(Bounding-box records)
[BEGIN]
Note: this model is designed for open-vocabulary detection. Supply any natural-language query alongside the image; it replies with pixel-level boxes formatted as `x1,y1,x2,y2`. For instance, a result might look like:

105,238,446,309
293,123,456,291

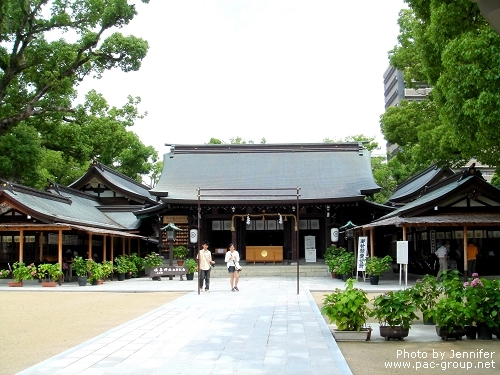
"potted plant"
101,260,113,280
336,250,356,280
87,260,103,285
37,263,63,287
464,273,500,340
8,262,37,286
73,256,92,286
366,255,392,285
184,258,198,280
114,255,129,281
432,270,470,340
0,270,12,284
130,253,144,277
174,245,188,266
325,245,345,278
411,275,442,324
370,289,418,340
321,278,371,341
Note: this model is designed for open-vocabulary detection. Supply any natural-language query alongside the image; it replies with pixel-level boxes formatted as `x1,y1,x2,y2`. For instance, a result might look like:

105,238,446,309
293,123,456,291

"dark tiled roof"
150,142,380,202
0,184,139,230
69,163,156,204
364,174,500,227
388,165,454,204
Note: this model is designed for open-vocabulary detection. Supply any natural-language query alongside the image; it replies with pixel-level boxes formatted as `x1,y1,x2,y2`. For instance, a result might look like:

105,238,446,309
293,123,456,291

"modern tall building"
384,66,495,182
384,66,432,159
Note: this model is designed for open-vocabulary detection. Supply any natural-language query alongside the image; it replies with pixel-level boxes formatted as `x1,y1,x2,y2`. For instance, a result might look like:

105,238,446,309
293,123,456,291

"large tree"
0,0,157,187
381,0,500,171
[END]
■ What is asked ■
Could you quote the records above word for word, from their start through the line containing "384,66,432,159", with both ends included? Leave the pictures out of your answer.

■ Exercise output ■
Note: this model is designed for open-vocabulary detection. Supply any natural-language query alongside the image; it replies with pixel-level boxes formatted as `x1,y1,x2,y2`. For instance, a result might look like:

105,238,446,309
293,123,456,291

"potted plant"
101,260,113,280
336,250,356,280
87,260,103,285
37,263,63,287
464,273,500,340
8,262,37,286
73,256,92,286
366,255,392,285
184,258,198,280
114,255,129,281
432,270,470,340
0,270,12,284
130,253,144,277
174,245,188,266
325,245,345,278
411,275,442,324
370,289,418,340
321,278,371,341
Note: this model is designed for open-vocabulary detection. Supply any natural-language query alongside the image; it replies with pixel-level boxes formatted as `x1,y1,x2,y2`. For instance, a result might look like:

105,238,446,309
293,123,456,291

"dark tiled roof"
150,142,380,202
0,184,139,230
69,163,156,204
364,174,500,227
388,165,454,204
Note: this model is designed for open-vocabulary detection. Supply any natural-language query alongside the image; it replies with pixel-level boxes formatted as `x1,y1,x2,y2`. For instance, a result might look like:

105,238,446,309
293,123,456,291

"modern tall building"
384,66,495,182
384,66,432,159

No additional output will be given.